--- Excerpt provided ---

— START —

Even default settings can result in a high number of rejections if the RNG seeds are against you.
Wouldn't worry too much about it, unless you're entering manually through Custom Worldgen - in which case, it helps to narrow down the reason for it.
What probably happened in your case is that you started to use settings that are not ideal, instead of the default ones which are more optimized. I imagine Nookrium just went with the default ones.
Maybe you lowered the number of civilizations or sites, which can easily cause a rejection if too many civs die out. If you also increased the savagery and beasts, that would contribute to their deaths.
And I've played all the public versions.
You shouldn't worry about it, though. Worlds rejections are completely expected. Worlds can be made even with completely wild parameters in custom worldgen, even though a lot of them will be nuked.
Goblin civs tend to be ignored in that, usually they aren't just placed and instead it's dorfs/elves/humans that get put in their place. And nobody remembers kobolds can form steal a civilization.
Keep messing with the settings, this is how you get to the good stuff :)
If you want to get into deeper variable control, the official forum has plenty of information, even if it's spread across hundreds of threads. Doesn't help that things occasionally get tweaked, and the complexity involved results in a cascade of changes-by-proxy in generation behavior.
I'll freely admit, though, I probably spent more time messing with worldgen than I do playing some games from start to finish, heh.
Give it a whirl, nothing to be afraid of there.

— END —

--- Given information ---
— START —

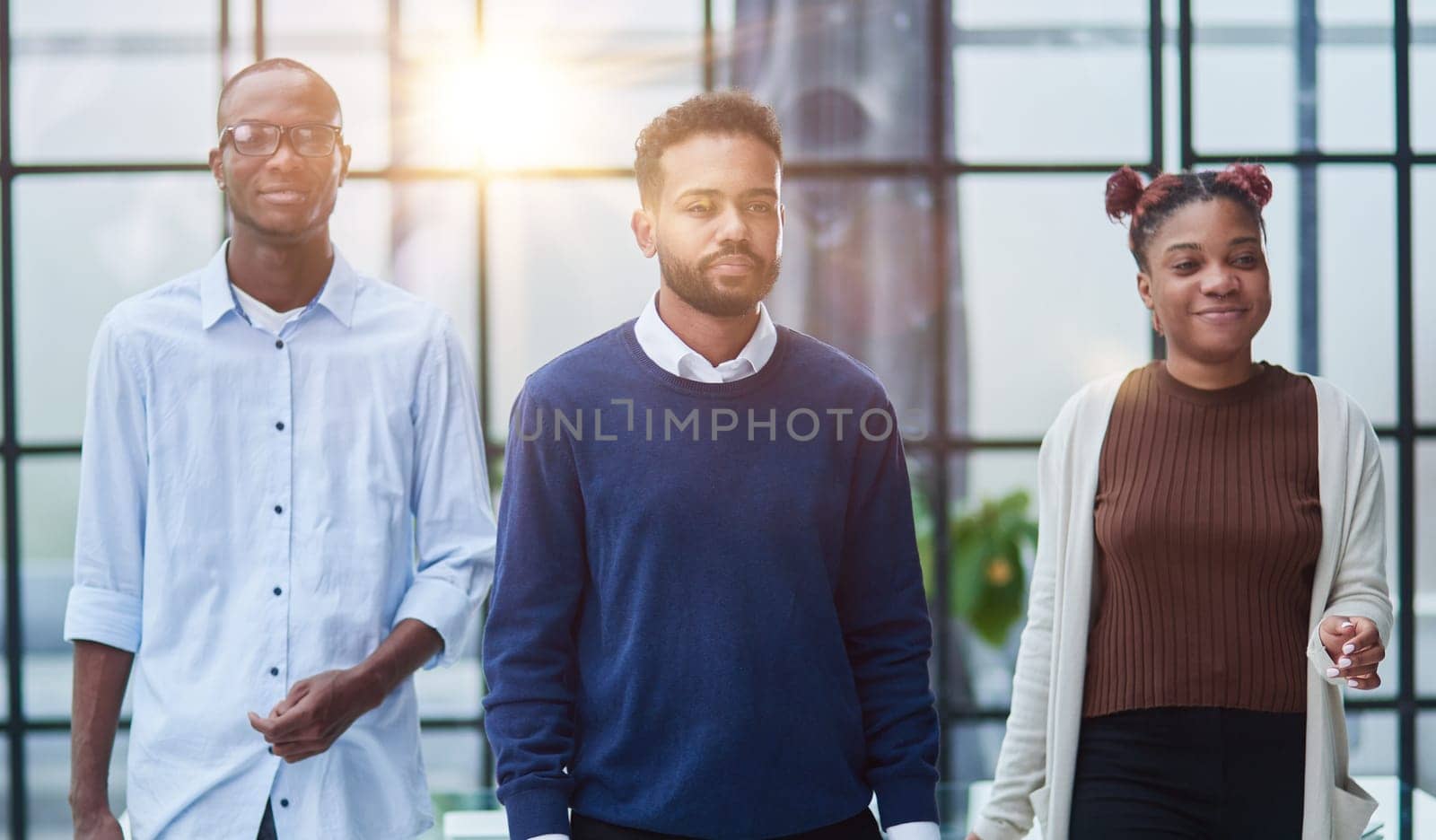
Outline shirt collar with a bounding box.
[199,240,359,328]
[634,293,778,376]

— END —

--- Your goal ---
Where does the world generation post say to find information on deeper variable control? Answer from the world generation post only.

--- Output of the exercise ---
The official forum.